## Text passage
A friend’s furchild was going through cancer treatment and it wasn’t looking hopeful.
She wanted to walk a labyrinth.
I’d heard of one so we agreed that I would meet her at her house and we would go together and find it.
When I walked in the door I could see in her face, in her shoulders, it wasn’t good. He was already gone. She had made the decision that morning; it had been time.
We still went.
We loaded into my bedraggled station wagon, one of her supportive neighbors in tow, and we headed to the labyrinth, located in a cancer survivor’s park in the center of the eastern part of town.
The labyrinth was the medieval, Chartres-type, with eleven concentric paths around a central, six-petaled “goal.”
Wordlessly the three of us stepped onto the path in delayed sequence and began slowly looping around the folding trail. I walked softly and timidly, wondering what to expect, what to do and think.
It was, objectively, odd? Nonsensical?
As I followed the curves, the labyrinthine rhythm erased my self-consciousness.
We were walking.
We had a goal. We could see it. It was feet away.
The only real boundary was in our mind, in our obedience to the path.
One by one, we reached the goal.
Then we unwound, following the path again, leaving the goal behind.
One by one, we stepped out of the labyrinth.
This was good, my friend said.
It was good.
It was fall. The park itself was drained of color and the air was still, the sky overcast. We wandered around the park gardens, taking in the dried husk of a fertile summer. The beds were filled with flowers gone to seed. Spikes of coneflowers bristled a warning. Milkweed pods were bursting open and their flossy seeds were caught among the browning bindweed vines. Broken-necked zinnia blossoms nodded, haggard.
At the foot of the fence at the back border of the garden, I spotted what looked like a partial eggshell. I stepped off the path, took a few tiptoed steps across the mulched bed, and collected my prize, a forsaken passionfruit. Its seeds were mostly dried but still had the hint of a tropical-sweet smell. I put it in the car, tucked under the driver’s seat in a Subway napkin.
Months passed and the winter was harsh. My friend moved, south.
In early spring, I found the remains of the passionfruit, now in crumbles of pith mixed with silky black seeds. I collected the bits and pieces and planted them along the fence, with Hail Mary expectations.
They taste like magic.
It’s fall again.
I don’t understand the labyrinth, but I want to walk it again, with my friend and her new puppy.

## Provided information
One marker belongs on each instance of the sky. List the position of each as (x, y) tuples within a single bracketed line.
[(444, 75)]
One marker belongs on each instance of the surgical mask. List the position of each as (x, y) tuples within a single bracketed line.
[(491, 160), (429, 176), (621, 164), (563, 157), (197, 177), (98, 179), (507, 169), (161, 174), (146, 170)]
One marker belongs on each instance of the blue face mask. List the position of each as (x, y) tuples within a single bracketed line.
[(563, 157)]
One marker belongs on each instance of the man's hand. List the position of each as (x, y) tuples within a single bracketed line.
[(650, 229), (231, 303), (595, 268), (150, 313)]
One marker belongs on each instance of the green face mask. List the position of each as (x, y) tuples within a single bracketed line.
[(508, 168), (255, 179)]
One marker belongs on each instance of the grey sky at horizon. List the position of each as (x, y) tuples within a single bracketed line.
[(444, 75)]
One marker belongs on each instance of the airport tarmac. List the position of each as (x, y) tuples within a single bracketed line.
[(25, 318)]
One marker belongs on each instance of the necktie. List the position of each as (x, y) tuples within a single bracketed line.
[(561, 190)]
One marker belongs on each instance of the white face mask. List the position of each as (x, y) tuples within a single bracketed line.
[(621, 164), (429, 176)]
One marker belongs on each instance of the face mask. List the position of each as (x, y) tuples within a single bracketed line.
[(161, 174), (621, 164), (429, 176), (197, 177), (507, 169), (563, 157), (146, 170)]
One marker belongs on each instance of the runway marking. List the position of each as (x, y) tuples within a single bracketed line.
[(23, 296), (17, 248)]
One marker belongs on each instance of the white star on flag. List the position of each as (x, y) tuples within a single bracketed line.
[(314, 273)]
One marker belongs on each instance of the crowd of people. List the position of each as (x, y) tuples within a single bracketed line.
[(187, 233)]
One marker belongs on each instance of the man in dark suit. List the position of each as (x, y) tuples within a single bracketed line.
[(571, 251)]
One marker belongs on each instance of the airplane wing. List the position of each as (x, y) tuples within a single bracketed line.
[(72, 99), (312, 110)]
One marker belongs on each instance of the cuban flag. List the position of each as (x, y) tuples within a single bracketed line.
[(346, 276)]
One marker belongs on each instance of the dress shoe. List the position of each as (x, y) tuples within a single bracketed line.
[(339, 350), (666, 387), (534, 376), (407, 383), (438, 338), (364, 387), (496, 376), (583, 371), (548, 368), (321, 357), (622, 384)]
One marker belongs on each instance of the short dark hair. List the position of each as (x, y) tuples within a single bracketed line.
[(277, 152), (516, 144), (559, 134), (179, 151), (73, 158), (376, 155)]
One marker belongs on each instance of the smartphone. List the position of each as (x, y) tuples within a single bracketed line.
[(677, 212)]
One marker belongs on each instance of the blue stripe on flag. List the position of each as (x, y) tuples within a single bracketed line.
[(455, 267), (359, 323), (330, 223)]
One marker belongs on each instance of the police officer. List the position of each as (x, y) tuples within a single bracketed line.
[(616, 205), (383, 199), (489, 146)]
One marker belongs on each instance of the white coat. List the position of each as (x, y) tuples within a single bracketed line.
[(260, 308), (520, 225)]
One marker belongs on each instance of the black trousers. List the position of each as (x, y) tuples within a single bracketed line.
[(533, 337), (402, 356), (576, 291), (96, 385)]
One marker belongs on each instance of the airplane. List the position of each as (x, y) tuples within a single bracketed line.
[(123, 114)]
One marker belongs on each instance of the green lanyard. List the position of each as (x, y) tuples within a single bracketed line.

## Task description
In the labyrinth story above, list every plant named in the paragraph that begins "It was fall. The park itself was drained of color."

## Exercise solution
coneflowers, milkweed, bindweed, zinnias